AIM:
Rewrite all the lines below, changing every "takes a single marker" to "gets one marker" and keeping everything else the same. Leave the pictures out of your answer.

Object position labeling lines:
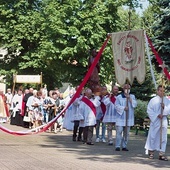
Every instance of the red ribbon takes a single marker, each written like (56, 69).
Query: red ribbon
(45, 127)
(90, 104)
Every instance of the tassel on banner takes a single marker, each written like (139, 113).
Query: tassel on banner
(158, 58)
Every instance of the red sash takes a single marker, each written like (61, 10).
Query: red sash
(90, 104)
(112, 99)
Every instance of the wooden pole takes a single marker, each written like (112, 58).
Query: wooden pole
(14, 81)
(161, 114)
(163, 66)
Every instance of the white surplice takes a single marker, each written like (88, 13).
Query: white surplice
(153, 110)
(120, 105)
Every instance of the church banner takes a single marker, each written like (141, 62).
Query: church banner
(129, 56)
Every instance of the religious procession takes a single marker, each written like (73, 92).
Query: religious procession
(94, 112)
(90, 108)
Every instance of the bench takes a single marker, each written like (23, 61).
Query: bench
(142, 124)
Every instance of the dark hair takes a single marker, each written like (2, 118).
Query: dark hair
(160, 86)
(54, 93)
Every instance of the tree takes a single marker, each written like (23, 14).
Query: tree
(160, 29)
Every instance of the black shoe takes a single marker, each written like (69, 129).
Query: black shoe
(74, 139)
(90, 143)
(117, 149)
(79, 140)
(125, 149)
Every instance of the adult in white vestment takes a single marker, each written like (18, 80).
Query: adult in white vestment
(125, 105)
(77, 130)
(157, 110)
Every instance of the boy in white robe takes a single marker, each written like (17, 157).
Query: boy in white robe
(125, 105)
(110, 115)
(88, 115)
(157, 111)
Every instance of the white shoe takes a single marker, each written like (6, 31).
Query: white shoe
(97, 140)
(103, 140)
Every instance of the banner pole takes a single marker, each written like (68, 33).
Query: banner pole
(14, 81)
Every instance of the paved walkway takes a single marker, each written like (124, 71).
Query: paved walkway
(49, 151)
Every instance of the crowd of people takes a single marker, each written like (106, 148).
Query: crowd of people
(88, 112)
(32, 108)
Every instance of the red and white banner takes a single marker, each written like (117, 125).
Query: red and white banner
(83, 83)
(129, 56)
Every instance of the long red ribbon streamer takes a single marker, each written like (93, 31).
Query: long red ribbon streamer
(45, 127)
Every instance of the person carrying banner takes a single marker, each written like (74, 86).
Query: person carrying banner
(121, 105)
(76, 118)
(4, 114)
(154, 108)
(101, 110)
(110, 116)
(88, 115)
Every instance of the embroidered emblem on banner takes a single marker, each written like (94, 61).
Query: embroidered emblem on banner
(129, 58)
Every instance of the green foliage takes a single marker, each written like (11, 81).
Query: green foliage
(141, 109)
(48, 36)
(160, 30)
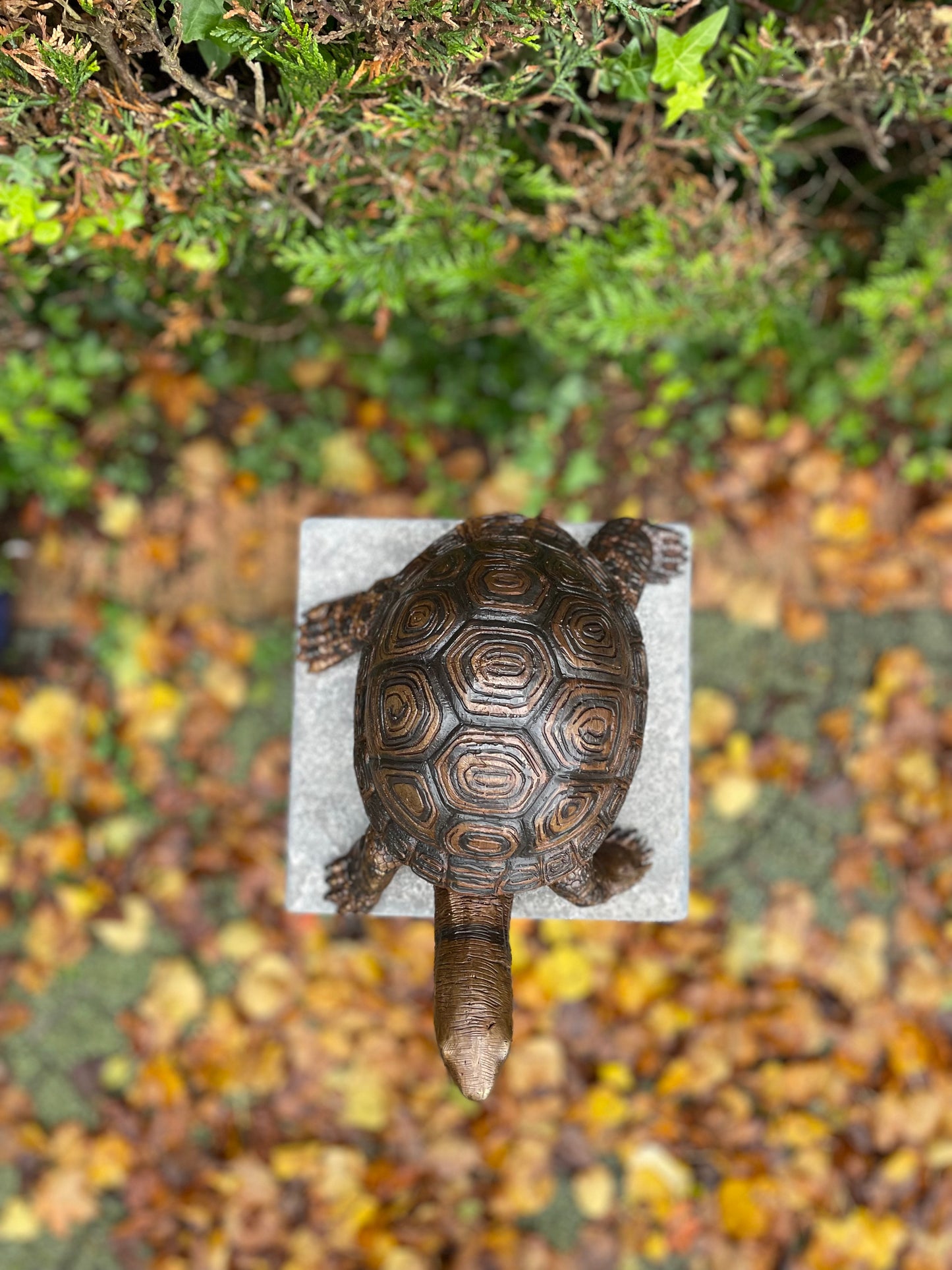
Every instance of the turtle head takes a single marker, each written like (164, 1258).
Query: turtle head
(474, 1052)
(472, 989)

REPLY:
Every instance of the red ribbon gets one marker, each written like (56, 69).
Query: red ribbon
(45, 127)
(90, 104)
Every instance of the tassel on banner gets one marker, each written like (139, 113).
Query: tassel on banner
(158, 58)
Every instance of the red sash gets one marker, each written like (61, 10).
Query: red sash
(90, 104)
(112, 99)
Every instance of the wooden pole gets one marker, each written like (112, 58).
Query: wooden pole
(14, 81)
(161, 114)
(163, 66)
Every instance of the white surplice gets one marker, each written like (88, 13).
Query: white surplice
(153, 110)
(120, 105)
Every instance of the church banner gets one marker, each written like (141, 62).
Query: church banner
(129, 56)
Every instance of the religious procession gets one marker, each written like (73, 92).
Query: religious procession
(94, 112)
(90, 108)
Every instance of the bench gets one marker, each written like (23, 61).
Query: bench
(142, 124)
Every instance of the dark hair gets one marker, each written like (2, 118).
Query: dark hair
(160, 86)
(54, 93)
Every instance of the tree gets one marker, each written like (23, 14).
Query: tree
(160, 29)
Every instance of the black shoe gets one marker, each written like (69, 129).
Query: black shoe
(74, 139)
(90, 143)
(117, 149)
(79, 140)
(125, 149)
Every instance of the adult in white vestment gets one marker, each written like (18, 80).
Query: adult in white vestment
(125, 105)
(77, 130)
(157, 110)
Every instance of the boy in white robe gets one marker, each written like (17, 157).
Query: boy in white robe
(125, 105)
(110, 115)
(88, 115)
(157, 111)
Every instance of the white shoe gets one marker, each written like (6, 31).
Query: white shoe
(97, 140)
(103, 140)
Every instance of the banner pole gets one marker, each written like (68, 33).
Query: banner pole
(14, 81)
Every instance of the paved walkway gets one marker, each written like (124, 71).
Query: paved walkway
(49, 151)
Every instance of the crowd of people gets one marker, each written like (106, 148).
Query: crowd of people
(88, 112)
(32, 108)
Every instance of the red and white banner gets one marker, each written like (117, 125).
Query: red and white banner
(83, 83)
(129, 56)
Every instance of the long red ribbon streamer gets one marker, each written like (93, 31).
Query: long red ribbon streamer
(45, 127)
Every instance of the person carrying banner gets one marker, each written like (74, 86).
Query: person carrying banner
(121, 105)
(76, 118)
(4, 114)
(154, 108)
(101, 110)
(110, 116)
(88, 115)
Every instance of the embroidered emblem on banner gets one marker, each written like (94, 61).
Query: embroidered emblem on banner
(129, 58)
Every instance of the green foliage gets one marker, each written like (11, 81).
Query: green foliage
(141, 109)
(48, 36)
(160, 30)
Every instance of the turtle head gets one marker, each written like (164, 1258).
Query: turtle head
(474, 1052)
(472, 989)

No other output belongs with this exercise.